(Pointing dataset excerpts)

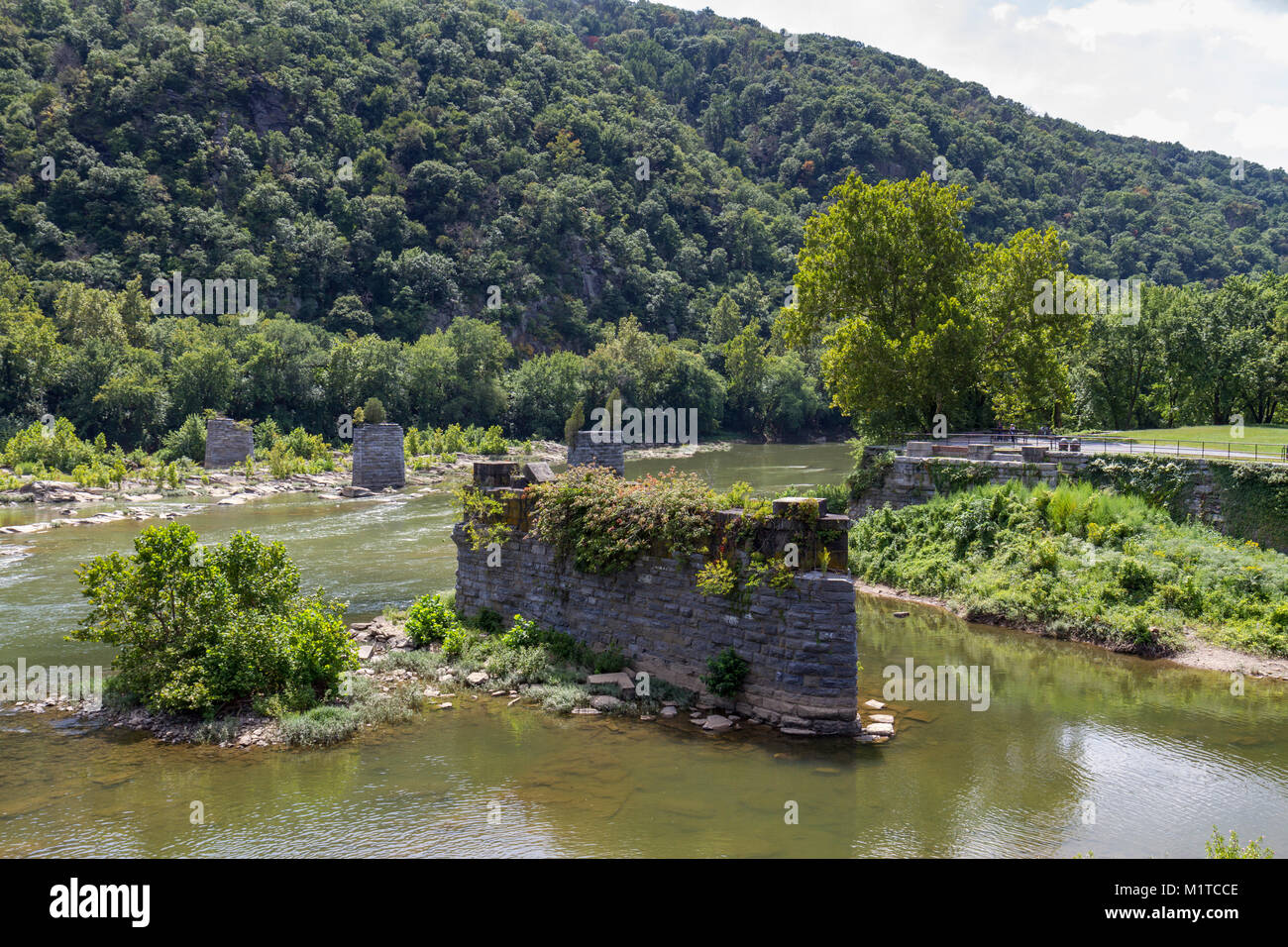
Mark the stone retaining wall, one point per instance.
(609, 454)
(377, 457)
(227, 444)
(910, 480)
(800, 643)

* * *

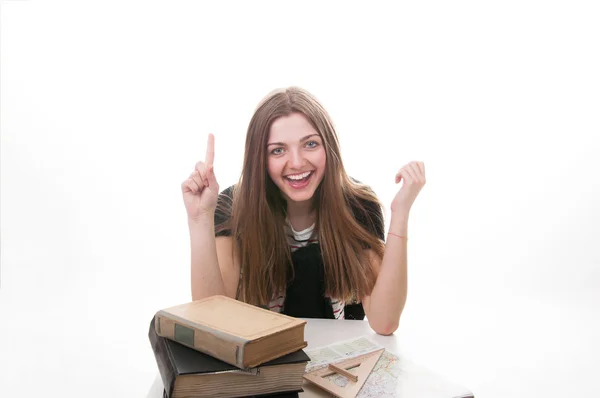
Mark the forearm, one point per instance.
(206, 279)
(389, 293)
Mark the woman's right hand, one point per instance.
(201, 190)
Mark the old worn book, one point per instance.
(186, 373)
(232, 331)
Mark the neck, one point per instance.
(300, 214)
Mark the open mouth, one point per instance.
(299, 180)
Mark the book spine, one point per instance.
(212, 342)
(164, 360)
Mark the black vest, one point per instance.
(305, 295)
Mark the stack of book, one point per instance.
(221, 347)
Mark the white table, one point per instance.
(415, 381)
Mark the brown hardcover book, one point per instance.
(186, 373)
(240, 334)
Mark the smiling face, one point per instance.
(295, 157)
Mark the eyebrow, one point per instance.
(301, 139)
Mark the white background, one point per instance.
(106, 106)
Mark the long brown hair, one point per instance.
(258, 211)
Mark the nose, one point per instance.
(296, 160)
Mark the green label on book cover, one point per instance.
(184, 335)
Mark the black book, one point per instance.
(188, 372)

**EXERCISE AIM**:
State how many lines of the entries above contain the string "brown", treating uppercase and lowercase as distinct. Give only the number.

**ANSWER BELOW**:
2